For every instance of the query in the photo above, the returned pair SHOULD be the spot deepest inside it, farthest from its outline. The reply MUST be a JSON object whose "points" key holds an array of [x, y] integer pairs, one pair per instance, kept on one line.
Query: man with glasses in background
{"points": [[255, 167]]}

══════════

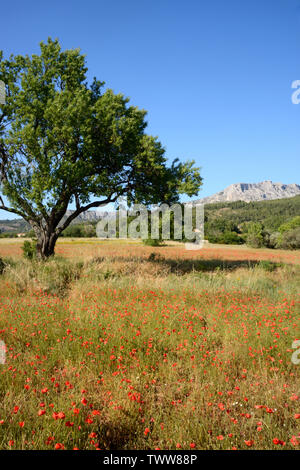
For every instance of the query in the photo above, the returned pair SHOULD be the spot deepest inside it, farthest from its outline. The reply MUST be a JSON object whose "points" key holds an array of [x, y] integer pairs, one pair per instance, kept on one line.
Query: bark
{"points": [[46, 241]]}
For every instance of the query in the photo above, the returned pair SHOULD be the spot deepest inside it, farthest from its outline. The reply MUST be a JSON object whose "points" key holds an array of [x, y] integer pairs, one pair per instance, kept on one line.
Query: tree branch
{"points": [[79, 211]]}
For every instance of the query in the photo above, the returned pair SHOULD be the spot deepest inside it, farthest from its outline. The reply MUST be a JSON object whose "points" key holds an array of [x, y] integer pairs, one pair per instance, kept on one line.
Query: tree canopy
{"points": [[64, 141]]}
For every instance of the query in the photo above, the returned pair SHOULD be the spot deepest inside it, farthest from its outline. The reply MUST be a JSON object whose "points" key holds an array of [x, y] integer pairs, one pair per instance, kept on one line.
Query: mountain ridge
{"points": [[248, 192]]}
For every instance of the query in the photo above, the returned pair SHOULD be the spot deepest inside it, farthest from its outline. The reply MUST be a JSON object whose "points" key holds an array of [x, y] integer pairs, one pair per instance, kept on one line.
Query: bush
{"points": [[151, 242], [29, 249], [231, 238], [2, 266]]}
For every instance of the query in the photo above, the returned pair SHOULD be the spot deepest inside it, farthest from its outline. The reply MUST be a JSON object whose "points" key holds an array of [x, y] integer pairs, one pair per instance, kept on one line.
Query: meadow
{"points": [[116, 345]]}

══════════

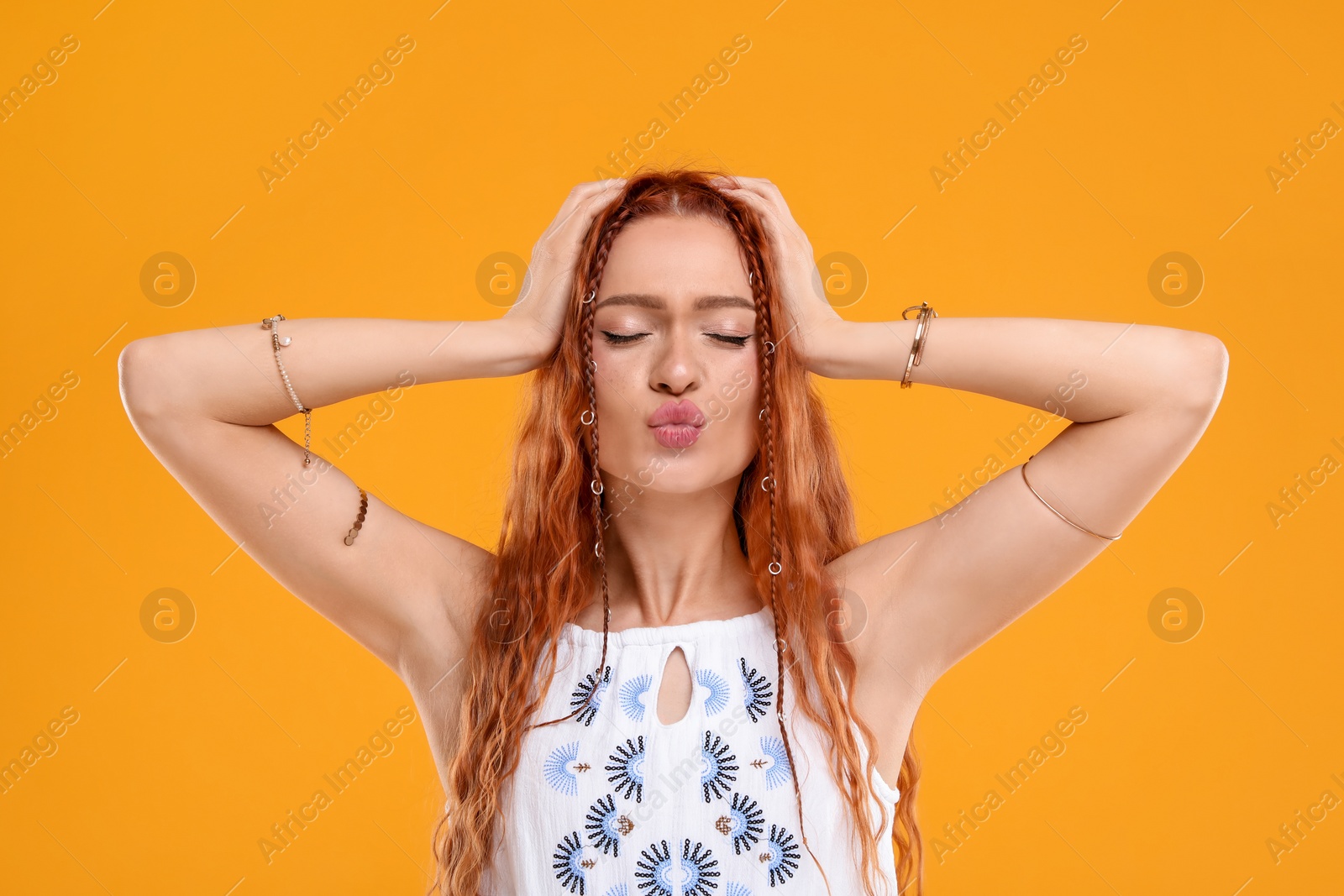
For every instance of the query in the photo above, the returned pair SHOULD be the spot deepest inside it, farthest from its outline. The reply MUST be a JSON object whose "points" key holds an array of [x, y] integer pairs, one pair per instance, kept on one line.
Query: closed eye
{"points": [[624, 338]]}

══════════

TASK OBJECTIVE: Tally the lines above that contain the string "tree", treating uppercase and lowercase as different, and reply with the number alone.

CORRECT RESULT: 2